__Problems to solve__:
1) In the passage on Orlicz-space assumptions, copy the text between "Assumption 2.2 states that" and "fulfils also Assumption 2.1.", inclusive.
2) Translate this sentence from the passage on Orlicz-space assumptions into German: "Assumption 2.1 thus reflects the basic functional setting."

====== Quoted passage

Let us make few comments on Assumptions 2.1 and 2.2. Conditions (A1)–(A2) are standard in the theory of Orlicz spaces while (A3) reflects growth of the \({\mathcal {N}}\)-function being trapped between \(p-\) and \(q-\)growth. Condition (A4) ensures good functional analytic properties in \(W_0^{1,\psi }(\Omega )\) cf. Lemma 4.1. Finally, condition (A5) guarantees good behaviour of second conjugate on \(\psi \) and it is only necessary for Step 4 in the proof of Lemma 6.2. In particular, this condition is necessary only for the general \({\mathcal {N}}\)-functions so it is does not have to hold in the special case \(\varphi (x,\xi ) = |\xi |^p + a(x)\,|\xi |^q\).

Assumption 2.1 thus reflects the basic functional setting. The real cornerstone of the paper is however Assumption 2.2. It is in fact an abstractly formulated condition on continuity of \(\psi \). To understand it better, we note that it is always possible to estimate, for all \(x\in \Omega \),

$$\begin{aligned} \inf _{y \in \overline{B_{\gamma }(x)} \cap {\overline{\Omega }}} \psi (y,\xi ) \leqq \psi (x,\xi ). \end{aligned}$$

Assumption 2.2 states that the above estimate can be inverted (with a suitable constant). As it seems to be hard to verify it directly, we provide two model examples of \({\mathcal {N}}\)-functions \(\psi \) satisfying this condition in Section 3. Nevertheless, we would like to emphasize that the prototypic functional (1.1) satisfying (1.3) fulfils also Assumption 2.1.

============
====== Dataset section

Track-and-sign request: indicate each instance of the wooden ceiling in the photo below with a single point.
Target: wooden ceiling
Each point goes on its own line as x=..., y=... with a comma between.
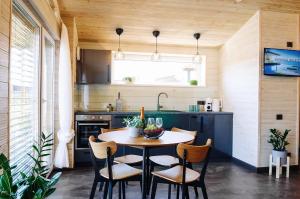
x=216, y=20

============

__Per-task answers__:
1)
Assumption 2.2 states that the above estimate can be inverted (with a suitable constant). As it seems to be hard to verify it directly, we provide two model examples of \({\mathcal {N}}\)-functions \(\psi \) satisfying this condition in Section 3. Nevertheless, we would like to emphasize that the prototypic functional (1.1) satisfying (1.3) fulfils also Assumption 2.1.

2) Annahme 2.1 spiegelt somit den grundlegenden funktionalen Rahmen wider.